(Entries taken from a collection)
##############################

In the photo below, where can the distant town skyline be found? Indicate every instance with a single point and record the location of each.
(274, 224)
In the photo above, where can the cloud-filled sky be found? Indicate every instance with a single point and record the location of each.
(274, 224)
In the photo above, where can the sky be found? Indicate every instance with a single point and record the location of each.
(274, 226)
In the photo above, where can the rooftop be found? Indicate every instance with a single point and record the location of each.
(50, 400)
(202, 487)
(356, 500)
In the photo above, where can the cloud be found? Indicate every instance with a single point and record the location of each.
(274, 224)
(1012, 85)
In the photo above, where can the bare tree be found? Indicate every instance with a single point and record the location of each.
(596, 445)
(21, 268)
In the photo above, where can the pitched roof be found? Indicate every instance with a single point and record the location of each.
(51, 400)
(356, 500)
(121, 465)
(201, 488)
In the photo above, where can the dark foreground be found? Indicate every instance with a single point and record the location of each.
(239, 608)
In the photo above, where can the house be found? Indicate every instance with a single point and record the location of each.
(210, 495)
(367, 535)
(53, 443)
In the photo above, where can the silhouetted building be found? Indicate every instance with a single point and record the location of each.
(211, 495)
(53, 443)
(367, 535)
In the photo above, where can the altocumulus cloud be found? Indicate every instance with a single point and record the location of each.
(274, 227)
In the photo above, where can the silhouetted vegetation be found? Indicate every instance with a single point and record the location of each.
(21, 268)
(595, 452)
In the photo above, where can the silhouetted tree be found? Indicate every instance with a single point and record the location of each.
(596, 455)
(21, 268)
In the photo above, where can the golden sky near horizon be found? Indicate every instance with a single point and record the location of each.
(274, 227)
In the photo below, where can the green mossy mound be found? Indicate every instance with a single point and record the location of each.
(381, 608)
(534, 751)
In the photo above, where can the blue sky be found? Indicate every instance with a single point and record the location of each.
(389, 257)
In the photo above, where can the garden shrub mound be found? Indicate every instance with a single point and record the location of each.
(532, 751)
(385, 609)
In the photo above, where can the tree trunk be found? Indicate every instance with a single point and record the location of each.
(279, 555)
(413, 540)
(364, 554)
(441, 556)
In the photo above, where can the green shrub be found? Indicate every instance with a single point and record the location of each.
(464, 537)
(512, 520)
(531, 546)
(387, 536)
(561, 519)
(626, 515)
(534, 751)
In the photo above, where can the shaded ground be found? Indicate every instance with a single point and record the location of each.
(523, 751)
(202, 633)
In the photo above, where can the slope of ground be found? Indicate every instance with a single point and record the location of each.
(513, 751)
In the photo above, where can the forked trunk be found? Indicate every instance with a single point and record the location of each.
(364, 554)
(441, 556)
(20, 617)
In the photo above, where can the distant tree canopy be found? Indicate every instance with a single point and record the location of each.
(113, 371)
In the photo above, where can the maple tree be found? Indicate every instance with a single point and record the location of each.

##############################

Exercise goal: Starting from the line with "In the photo above, where can the slope" and ending with the final line of the data, quote every line exactly, both ends included.

Result of the task:
In the photo above, where can the slope of ground be found? Indicate every instance with a single point and record the location of each.
(513, 751)
In the photo above, where can the forked trunk be found? Indicate every instance with a single point and record the location of each.
(364, 554)
(441, 556)
(20, 617)
In the photo above, where can the distant tree canopy be found? Indicate every instance with a single point and record the location of each.
(113, 371)
In the photo above, where can the maple tree be found? Indicate every instance with a single point and record the location of each.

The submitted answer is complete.